求められること:
以下の行すべてで「tree bark」を「bark」に置き換え、改めて示せ。それ以外は一切変えないこと。

(抽出したデータ項目)
=======

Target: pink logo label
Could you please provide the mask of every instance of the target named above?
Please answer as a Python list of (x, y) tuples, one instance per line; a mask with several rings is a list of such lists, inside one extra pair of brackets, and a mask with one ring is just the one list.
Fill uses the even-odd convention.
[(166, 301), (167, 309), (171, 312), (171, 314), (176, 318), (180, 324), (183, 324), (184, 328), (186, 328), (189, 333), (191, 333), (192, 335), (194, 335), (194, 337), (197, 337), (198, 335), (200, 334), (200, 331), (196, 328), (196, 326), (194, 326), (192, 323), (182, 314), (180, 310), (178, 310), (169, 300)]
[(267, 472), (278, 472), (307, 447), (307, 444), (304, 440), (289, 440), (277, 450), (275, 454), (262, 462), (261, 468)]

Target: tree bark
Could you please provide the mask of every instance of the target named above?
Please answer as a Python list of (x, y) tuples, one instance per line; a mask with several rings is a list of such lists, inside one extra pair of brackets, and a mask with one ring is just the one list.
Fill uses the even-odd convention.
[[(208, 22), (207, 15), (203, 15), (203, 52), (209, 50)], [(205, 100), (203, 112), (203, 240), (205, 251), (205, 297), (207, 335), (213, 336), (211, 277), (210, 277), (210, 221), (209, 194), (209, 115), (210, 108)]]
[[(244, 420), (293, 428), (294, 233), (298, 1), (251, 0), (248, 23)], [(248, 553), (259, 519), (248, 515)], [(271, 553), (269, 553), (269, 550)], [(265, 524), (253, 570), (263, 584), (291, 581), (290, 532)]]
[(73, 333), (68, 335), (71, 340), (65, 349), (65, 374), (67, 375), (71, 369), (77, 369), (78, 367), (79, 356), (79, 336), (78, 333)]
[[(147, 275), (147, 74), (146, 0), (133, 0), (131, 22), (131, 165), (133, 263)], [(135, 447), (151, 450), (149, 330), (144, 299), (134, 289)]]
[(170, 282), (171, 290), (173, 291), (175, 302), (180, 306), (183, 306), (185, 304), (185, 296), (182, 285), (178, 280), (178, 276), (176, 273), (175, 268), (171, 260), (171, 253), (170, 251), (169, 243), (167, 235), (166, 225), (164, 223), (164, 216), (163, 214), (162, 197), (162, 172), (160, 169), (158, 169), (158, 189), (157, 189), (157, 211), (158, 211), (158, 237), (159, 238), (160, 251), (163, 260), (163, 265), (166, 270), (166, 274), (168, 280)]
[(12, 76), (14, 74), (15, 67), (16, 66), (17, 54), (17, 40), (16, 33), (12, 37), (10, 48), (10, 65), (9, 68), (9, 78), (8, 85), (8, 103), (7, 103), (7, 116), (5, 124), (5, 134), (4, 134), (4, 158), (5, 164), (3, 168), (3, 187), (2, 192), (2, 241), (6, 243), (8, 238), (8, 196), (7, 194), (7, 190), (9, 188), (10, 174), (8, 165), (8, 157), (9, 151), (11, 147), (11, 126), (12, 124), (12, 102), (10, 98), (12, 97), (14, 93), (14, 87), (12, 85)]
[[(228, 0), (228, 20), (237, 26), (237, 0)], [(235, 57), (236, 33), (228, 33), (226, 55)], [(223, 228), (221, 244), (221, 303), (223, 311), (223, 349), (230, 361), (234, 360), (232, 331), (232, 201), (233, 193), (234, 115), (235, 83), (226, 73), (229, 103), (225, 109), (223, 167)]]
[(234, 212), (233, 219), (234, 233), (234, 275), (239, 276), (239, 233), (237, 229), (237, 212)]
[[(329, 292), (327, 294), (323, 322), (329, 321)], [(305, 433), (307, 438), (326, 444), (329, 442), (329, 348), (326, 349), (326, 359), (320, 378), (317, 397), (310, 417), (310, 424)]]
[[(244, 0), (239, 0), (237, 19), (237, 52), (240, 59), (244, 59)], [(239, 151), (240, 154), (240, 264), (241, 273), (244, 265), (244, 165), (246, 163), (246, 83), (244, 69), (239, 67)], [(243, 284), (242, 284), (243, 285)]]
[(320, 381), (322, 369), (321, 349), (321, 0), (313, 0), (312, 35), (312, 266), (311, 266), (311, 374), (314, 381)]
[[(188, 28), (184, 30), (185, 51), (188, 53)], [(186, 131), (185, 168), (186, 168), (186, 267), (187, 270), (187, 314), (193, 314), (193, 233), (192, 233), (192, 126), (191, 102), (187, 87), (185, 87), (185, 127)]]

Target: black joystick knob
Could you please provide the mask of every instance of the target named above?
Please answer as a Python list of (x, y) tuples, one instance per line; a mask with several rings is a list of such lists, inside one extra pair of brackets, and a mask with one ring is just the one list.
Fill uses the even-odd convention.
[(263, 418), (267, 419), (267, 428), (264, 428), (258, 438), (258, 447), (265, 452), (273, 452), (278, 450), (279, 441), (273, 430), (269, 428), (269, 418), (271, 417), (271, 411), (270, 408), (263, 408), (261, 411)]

=======

この問題の解答:
Target: pink logo label
Could you please provide the mask of every instance of the target named above?
Please answer as a Python list of (x, y) tuples, one instance per line; a mask with several rings is a list of such lists, inside one extra pair of brackets, and a mask with one ring is just the one list.
Fill uses the even-odd convention.
[(166, 301), (167, 309), (171, 312), (171, 314), (176, 318), (180, 324), (183, 324), (184, 328), (186, 328), (189, 333), (191, 333), (192, 335), (194, 335), (194, 337), (197, 337), (198, 335), (200, 334), (200, 331), (196, 328), (196, 326), (194, 326), (192, 323), (182, 314), (180, 310), (178, 310), (169, 300)]
[(267, 472), (278, 472), (307, 447), (307, 444), (304, 440), (289, 440), (277, 450), (275, 454), (262, 462), (261, 468)]

Target: bark
Could you please provide the mask of every instance of the target named above?
Please answer as a Python list of (x, y) tuples, one instance per line; a mask with several rings is a list of such lists, inside one extra pair of brackets, and a mask with one ring is just the one list.
Fill uses the even-odd convention.
[[(208, 22), (207, 15), (203, 15), (203, 52), (209, 50)], [(205, 100), (203, 112), (203, 240), (205, 251), (205, 297), (207, 335), (213, 336), (211, 277), (210, 277), (210, 221), (209, 194), (209, 115), (210, 108)]]
[[(244, 420), (293, 428), (294, 233), (298, 1), (251, 0), (248, 23)], [(248, 553), (259, 519), (248, 515)], [(271, 553), (269, 553), (269, 550)], [(265, 524), (253, 570), (263, 584), (291, 581), (290, 532)]]
[(73, 333), (68, 335), (71, 340), (65, 349), (65, 374), (67, 375), (71, 369), (77, 369), (78, 367), (79, 356), (79, 336), (78, 333)]
[[(147, 275), (147, 74), (146, 0), (133, 0), (131, 22), (131, 165), (133, 263)], [(135, 447), (151, 450), (149, 330), (144, 299), (134, 289)]]
[(170, 282), (171, 290), (173, 291), (175, 302), (180, 306), (183, 306), (185, 304), (185, 296), (182, 285), (178, 280), (178, 276), (176, 273), (175, 268), (171, 260), (171, 253), (170, 251), (169, 243), (167, 235), (166, 225), (164, 223), (164, 216), (163, 214), (162, 197), (162, 172), (160, 169), (158, 169), (158, 189), (157, 189), (157, 211), (158, 211), (158, 237), (159, 238), (160, 251), (163, 260), (163, 265), (166, 270), (166, 274), (168, 280)]
[(12, 76), (14, 74), (15, 67), (16, 66), (17, 54), (17, 40), (16, 33), (12, 37), (10, 48), (10, 65), (9, 68), (9, 78), (8, 85), (8, 103), (7, 103), (7, 116), (5, 124), (5, 134), (4, 134), (4, 158), (5, 164), (3, 168), (3, 187), (2, 192), (2, 241), (6, 243), (8, 238), (8, 196), (7, 194), (7, 190), (9, 188), (10, 174), (8, 165), (8, 157), (9, 151), (11, 147), (11, 126), (12, 124), (12, 102), (10, 98), (12, 97), (14, 93), (14, 87), (12, 85)]
[[(228, 0), (228, 20), (237, 26), (237, 0)], [(235, 57), (236, 33), (228, 33), (226, 55)], [(223, 228), (221, 244), (221, 303), (223, 311), (223, 349), (230, 361), (234, 360), (232, 331), (232, 201), (233, 193), (234, 115), (235, 83), (226, 73), (229, 103), (225, 109), (223, 167)]]
[(234, 212), (233, 219), (234, 233), (234, 275), (239, 276), (239, 233), (237, 229), (237, 212)]
[[(329, 292), (327, 294), (323, 322), (329, 321)], [(305, 433), (307, 438), (326, 444), (329, 442), (329, 348), (326, 349), (326, 359), (320, 378), (317, 397), (310, 417), (310, 424)]]
[[(244, 0), (239, 0), (237, 19), (237, 52), (240, 59), (244, 59)], [(239, 151), (240, 154), (240, 264), (241, 273), (244, 265), (244, 165), (246, 163), (246, 83), (244, 69), (239, 67)], [(243, 284), (242, 284), (243, 285)]]
[(320, 381), (322, 369), (321, 349), (321, 0), (313, 0), (312, 35), (312, 266), (311, 266), (311, 374), (314, 381)]
[[(188, 28), (184, 30), (185, 51), (188, 53)], [(186, 131), (185, 168), (186, 168), (186, 267), (187, 270), (187, 314), (193, 314), (193, 233), (192, 233), (192, 126), (191, 102), (187, 87), (185, 87), (185, 127)]]

Target: black joystick knob
Could you please provide the mask of every instance of the target named above?
Please answer as a Python list of (x, y) tuples, one instance per line; a mask with several rings is a list of such lists, inside one extra pair of brackets, and a mask with one ring is just the one list.
Fill uses the even-odd convention.
[(263, 418), (267, 419), (267, 428), (264, 428), (258, 438), (258, 447), (265, 452), (273, 452), (278, 450), (279, 441), (273, 430), (269, 428), (269, 418), (271, 417), (271, 411), (270, 408), (263, 408), (261, 411)]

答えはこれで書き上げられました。